- [INPUT MATERIAL]:
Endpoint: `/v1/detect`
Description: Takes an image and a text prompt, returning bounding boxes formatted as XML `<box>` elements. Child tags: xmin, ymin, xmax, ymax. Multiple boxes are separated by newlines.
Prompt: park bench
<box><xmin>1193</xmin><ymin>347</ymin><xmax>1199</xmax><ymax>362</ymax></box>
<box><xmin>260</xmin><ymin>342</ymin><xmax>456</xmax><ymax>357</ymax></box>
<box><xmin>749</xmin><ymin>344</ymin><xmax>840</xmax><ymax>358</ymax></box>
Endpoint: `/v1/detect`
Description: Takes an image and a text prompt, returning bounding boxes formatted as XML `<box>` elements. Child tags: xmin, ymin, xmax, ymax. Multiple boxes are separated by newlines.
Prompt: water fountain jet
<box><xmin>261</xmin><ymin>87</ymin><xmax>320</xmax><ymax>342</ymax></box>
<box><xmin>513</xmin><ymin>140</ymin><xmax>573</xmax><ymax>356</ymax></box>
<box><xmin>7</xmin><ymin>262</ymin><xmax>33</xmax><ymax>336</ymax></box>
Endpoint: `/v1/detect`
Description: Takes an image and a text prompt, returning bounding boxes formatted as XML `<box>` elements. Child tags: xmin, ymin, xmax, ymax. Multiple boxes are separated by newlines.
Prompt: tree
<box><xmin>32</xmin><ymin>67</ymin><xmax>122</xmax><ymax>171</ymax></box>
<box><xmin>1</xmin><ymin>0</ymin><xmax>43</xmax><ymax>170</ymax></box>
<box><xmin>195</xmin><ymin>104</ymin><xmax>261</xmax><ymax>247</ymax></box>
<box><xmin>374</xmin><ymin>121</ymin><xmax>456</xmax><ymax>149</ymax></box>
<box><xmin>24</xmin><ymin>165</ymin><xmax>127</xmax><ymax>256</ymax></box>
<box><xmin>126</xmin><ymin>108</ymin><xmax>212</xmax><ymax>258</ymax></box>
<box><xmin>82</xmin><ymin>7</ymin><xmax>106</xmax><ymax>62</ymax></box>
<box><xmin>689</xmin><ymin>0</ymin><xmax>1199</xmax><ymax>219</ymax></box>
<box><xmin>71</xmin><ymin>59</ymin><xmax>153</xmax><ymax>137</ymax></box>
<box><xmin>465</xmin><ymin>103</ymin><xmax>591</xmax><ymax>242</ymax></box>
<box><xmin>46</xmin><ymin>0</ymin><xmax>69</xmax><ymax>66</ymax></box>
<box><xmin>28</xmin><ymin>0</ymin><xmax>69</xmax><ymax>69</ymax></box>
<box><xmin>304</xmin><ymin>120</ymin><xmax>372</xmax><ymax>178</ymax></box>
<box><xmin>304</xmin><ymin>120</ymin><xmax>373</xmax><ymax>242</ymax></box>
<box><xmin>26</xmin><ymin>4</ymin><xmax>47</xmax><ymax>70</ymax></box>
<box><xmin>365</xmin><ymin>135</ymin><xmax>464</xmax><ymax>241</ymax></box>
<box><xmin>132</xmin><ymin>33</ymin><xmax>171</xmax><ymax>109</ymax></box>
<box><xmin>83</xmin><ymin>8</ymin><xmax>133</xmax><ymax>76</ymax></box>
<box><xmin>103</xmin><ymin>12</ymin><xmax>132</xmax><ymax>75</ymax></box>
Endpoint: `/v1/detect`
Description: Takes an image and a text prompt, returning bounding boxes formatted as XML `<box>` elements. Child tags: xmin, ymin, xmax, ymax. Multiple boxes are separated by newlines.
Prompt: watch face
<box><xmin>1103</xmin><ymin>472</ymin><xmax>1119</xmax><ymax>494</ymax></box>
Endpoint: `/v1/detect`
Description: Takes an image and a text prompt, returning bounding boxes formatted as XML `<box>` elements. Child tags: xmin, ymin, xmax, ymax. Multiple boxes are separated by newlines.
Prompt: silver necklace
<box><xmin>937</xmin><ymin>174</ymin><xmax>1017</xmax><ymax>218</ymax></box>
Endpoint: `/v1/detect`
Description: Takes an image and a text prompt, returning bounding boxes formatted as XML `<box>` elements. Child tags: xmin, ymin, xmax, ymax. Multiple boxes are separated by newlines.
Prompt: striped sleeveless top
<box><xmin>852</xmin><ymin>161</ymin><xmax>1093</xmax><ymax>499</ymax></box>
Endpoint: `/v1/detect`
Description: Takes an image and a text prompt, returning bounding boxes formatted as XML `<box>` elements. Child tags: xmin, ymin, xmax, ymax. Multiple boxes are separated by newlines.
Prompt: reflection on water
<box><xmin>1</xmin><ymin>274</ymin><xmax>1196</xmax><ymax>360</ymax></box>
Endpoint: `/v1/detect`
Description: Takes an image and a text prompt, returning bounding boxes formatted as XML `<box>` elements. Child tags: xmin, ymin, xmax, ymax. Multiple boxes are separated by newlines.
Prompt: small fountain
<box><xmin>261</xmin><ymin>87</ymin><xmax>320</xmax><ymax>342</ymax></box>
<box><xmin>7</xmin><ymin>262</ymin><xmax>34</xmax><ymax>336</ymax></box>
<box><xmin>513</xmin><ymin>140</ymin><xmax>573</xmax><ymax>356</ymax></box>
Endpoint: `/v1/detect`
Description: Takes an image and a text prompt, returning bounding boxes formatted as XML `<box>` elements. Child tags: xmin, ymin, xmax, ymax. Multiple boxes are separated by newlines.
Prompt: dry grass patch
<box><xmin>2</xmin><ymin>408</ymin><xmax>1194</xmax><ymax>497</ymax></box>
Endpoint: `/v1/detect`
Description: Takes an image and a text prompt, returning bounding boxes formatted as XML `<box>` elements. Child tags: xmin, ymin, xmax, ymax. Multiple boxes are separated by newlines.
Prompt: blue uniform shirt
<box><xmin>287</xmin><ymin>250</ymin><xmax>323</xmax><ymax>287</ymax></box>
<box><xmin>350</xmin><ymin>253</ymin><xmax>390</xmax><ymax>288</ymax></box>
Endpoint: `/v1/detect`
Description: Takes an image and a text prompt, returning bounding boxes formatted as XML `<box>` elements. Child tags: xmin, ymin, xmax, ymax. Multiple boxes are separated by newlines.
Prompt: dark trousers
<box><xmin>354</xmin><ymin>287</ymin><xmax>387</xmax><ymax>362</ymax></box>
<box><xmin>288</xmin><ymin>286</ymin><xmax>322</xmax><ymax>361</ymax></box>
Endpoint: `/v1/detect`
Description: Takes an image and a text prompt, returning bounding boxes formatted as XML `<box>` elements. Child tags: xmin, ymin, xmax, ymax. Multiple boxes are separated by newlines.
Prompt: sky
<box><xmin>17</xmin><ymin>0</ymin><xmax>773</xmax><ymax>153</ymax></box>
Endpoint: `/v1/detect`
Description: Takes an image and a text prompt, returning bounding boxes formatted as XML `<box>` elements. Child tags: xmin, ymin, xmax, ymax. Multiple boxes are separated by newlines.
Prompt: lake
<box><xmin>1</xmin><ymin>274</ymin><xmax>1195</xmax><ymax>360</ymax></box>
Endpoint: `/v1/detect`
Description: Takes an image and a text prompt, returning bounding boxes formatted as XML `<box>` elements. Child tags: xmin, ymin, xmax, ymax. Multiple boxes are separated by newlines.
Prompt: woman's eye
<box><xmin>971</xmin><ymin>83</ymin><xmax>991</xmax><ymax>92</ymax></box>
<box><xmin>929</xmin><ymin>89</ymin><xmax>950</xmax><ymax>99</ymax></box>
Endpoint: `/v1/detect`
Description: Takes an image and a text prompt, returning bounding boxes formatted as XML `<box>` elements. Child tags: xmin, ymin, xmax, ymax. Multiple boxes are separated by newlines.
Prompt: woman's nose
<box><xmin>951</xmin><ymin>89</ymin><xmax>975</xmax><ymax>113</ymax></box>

- [PROMPT]: Copy out all of the data exactly, leaving nothing out.

- [EXERCISE SOLUTION]:
Endpoint: `/v1/detect`
Description: Takes an image and a text prompt, returning bounding boxes formatted as XML `<box>` elements. Child tags: xmin, ymin, xmax, ymax. Multiple boxes are separated by newlines.
Prompt: park bench
<box><xmin>1193</xmin><ymin>347</ymin><xmax>1199</xmax><ymax>362</ymax></box>
<box><xmin>260</xmin><ymin>342</ymin><xmax>456</xmax><ymax>357</ymax></box>
<box><xmin>749</xmin><ymin>344</ymin><xmax>840</xmax><ymax>358</ymax></box>
Endpoint: `/v1/detect`
Description: Takes an image and a text prompt, returning bounding boxes formatted as XML `<box>` elements. Child tags: xmin, ymin, xmax, ymax. Multiple boxes are separated by newlines.
Prompt: water fountain jet
<box><xmin>261</xmin><ymin>87</ymin><xmax>320</xmax><ymax>342</ymax></box>
<box><xmin>513</xmin><ymin>140</ymin><xmax>573</xmax><ymax>356</ymax></box>
<box><xmin>7</xmin><ymin>262</ymin><xmax>33</xmax><ymax>336</ymax></box>
Endpoint: `/v1/detect`
Description: Takes an image and a text prompt, returning bounding boxes formatted as XML `<box>` elements. Child tags: xmin, ymin, xmax, ymax. Multiple boxes are separated by newlines.
Prompt: tree
<box><xmin>32</xmin><ymin>67</ymin><xmax>122</xmax><ymax>171</ymax></box>
<box><xmin>1</xmin><ymin>0</ymin><xmax>43</xmax><ymax>170</ymax></box>
<box><xmin>195</xmin><ymin>104</ymin><xmax>261</xmax><ymax>247</ymax></box>
<box><xmin>374</xmin><ymin>121</ymin><xmax>456</xmax><ymax>149</ymax></box>
<box><xmin>24</xmin><ymin>165</ymin><xmax>127</xmax><ymax>256</ymax></box>
<box><xmin>126</xmin><ymin>108</ymin><xmax>212</xmax><ymax>258</ymax></box>
<box><xmin>82</xmin><ymin>7</ymin><xmax>106</xmax><ymax>62</ymax></box>
<box><xmin>689</xmin><ymin>0</ymin><xmax>1199</xmax><ymax>219</ymax></box>
<box><xmin>71</xmin><ymin>59</ymin><xmax>153</xmax><ymax>137</ymax></box>
<box><xmin>465</xmin><ymin>103</ymin><xmax>591</xmax><ymax>242</ymax></box>
<box><xmin>46</xmin><ymin>0</ymin><xmax>69</xmax><ymax>66</ymax></box>
<box><xmin>28</xmin><ymin>0</ymin><xmax>69</xmax><ymax>69</ymax></box>
<box><xmin>304</xmin><ymin>120</ymin><xmax>372</xmax><ymax>178</ymax></box>
<box><xmin>304</xmin><ymin>120</ymin><xmax>373</xmax><ymax>242</ymax></box>
<box><xmin>26</xmin><ymin>4</ymin><xmax>47</xmax><ymax>70</ymax></box>
<box><xmin>365</xmin><ymin>135</ymin><xmax>464</xmax><ymax>241</ymax></box>
<box><xmin>132</xmin><ymin>33</ymin><xmax>171</xmax><ymax>109</ymax></box>
<box><xmin>83</xmin><ymin>8</ymin><xmax>133</xmax><ymax>76</ymax></box>
<box><xmin>103</xmin><ymin>12</ymin><xmax>132</xmax><ymax>75</ymax></box>
Endpoint: `/v1/detect`
Description: Takes an image and a text prompt, returning bounding boxes formatted as XML `<box>` elements. Child tags: xmin, ymin, xmax, ymax. Multiple boxes are separated by newlines.
Prompt: watch face
<box><xmin>1103</xmin><ymin>472</ymin><xmax>1119</xmax><ymax>494</ymax></box>
Endpoint: `/v1/detect`
Description: Takes an image and a text prompt, returning bounding boxes formatted as XML `<box>` elements. Child tags: xmin, ymin, xmax, ymax. Multiple boxes are separated by newlines.
Prompt: silver necklace
<box><xmin>937</xmin><ymin>174</ymin><xmax>1017</xmax><ymax>218</ymax></box>
Endpoint: `/v1/detect`
Description: Takes an image and a text prompt, returning bounding boxes formatted as XML `<box>` elements. Child tags: xmin, ymin, xmax, ymax. Multiple boxes are separated by newlines.
Prompt: striped sleeveless top
<box><xmin>852</xmin><ymin>161</ymin><xmax>1093</xmax><ymax>499</ymax></box>
Endpoint: `/v1/detect`
Description: Takes an image and a text prompt, returning bounding boxes formatted as XML `<box>` elements. Child tags: xmin, ymin, xmax, ymax. Multiple boxes are separated by newlines.
Prompt: reflection on water
<box><xmin>1</xmin><ymin>274</ymin><xmax>1196</xmax><ymax>360</ymax></box>
Endpoint: `/v1/detect`
Description: Takes an image and a text prompt, returning bounding boxes formatted as XML `<box>` elements. Child tags: xmin, ymin, xmax, ymax. Multiple boxes are separated by newlines.
Prompt: small fountain
<box><xmin>261</xmin><ymin>87</ymin><xmax>320</xmax><ymax>342</ymax></box>
<box><xmin>7</xmin><ymin>262</ymin><xmax>34</xmax><ymax>336</ymax></box>
<box><xmin>513</xmin><ymin>140</ymin><xmax>573</xmax><ymax>356</ymax></box>
Endpoint: `/v1/detect`
Description: Takes an image and a text prompt, returning bounding boxes formatted as XML `<box>` elements. Child tags: xmin, ymin, xmax, ymax. Multiple boxes are separated by newlines.
Prompt: dry grass patch
<box><xmin>2</xmin><ymin>408</ymin><xmax>1194</xmax><ymax>497</ymax></box>
Endpoint: `/v1/detect`
Description: Takes an image and a text prompt, returning bounding boxes formatted as XML `<box>` elements. Child tags: xmin, ymin, xmax, ymax. Multiple boxes are separated by newlines.
Prompt: blue uniform shirt
<box><xmin>287</xmin><ymin>250</ymin><xmax>323</xmax><ymax>287</ymax></box>
<box><xmin>350</xmin><ymin>253</ymin><xmax>390</xmax><ymax>288</ymax></box>
Endpoint: `/v1/detect`
Description: Takes an image and a text prompt, returning bounding boxes formatted as XML `<box>` elements. Child tags: xmin, ymin, xmax, ymax. Multiple boxes are separated by newlines.
Prompt: dark trousers
<box><xmin>354</xmin><ymin>287</ymin><xmax>387</xmax><ymax>362</ymax></box>
<box><xmin>288</xmin><ymin>286</ymin><xmax>322</xmax><ymax>361</ymax></box>
Endpoint: `/v1/detect`
Description: Takes an image and a text prompt, returning bounding boxes formatted as XML `<box>` elements. Child tags: xmin, ymin, xmax, ymax. Multiple boxes are separated by newlines.
Prompt: sky
<box><xmin>17</xmin><ymin>0</ymin><xmax>773</xmax><ymax>153</ymax></box>
Endpoint: `/v1/detect`
Description: Takes an image and a text prompt, returning bounding boxes formatted as XML `<box>` elements. Child tags: xmin, ymin, xmax, ymax. Multiple boxes are separated by newlines.
Prompt: lake
<box><xmin>1</xmin><ymin>274</ymin><xmax>1195</xmax><ymax>360</ymax></box>
Endpoint: `/v1/detect`
Description: Takes an image and a text prompt, returning bounding boxes formatted as XML `<box>` elements. Child tags: xmin, ymin, xmax, ymax. Multiple boxes are separated by newlines.
Prompt: woman's eye
<box><xmin>971</xmin><ymin>83</ymin><xmax>991</xmax><ymax>92</ymax></box>
<box><xmin>929</xmin><ymin>89</ymin><xmax>950</xmax><ymax>99</ymax></box>
Endpoint: `/v1/detect`
Description: Takes an image and a text prompt, returning bounding boxes formatted as XML `<box>` elements. Child tags: xmin, ymin, xmax, ymax. Multiple boxes are separated by newlines.
Prompt: woman's nose
<box><xmin>951</xmin><ymin>89</ymin><xmax>975</xmax><ymax>113</ymax></box>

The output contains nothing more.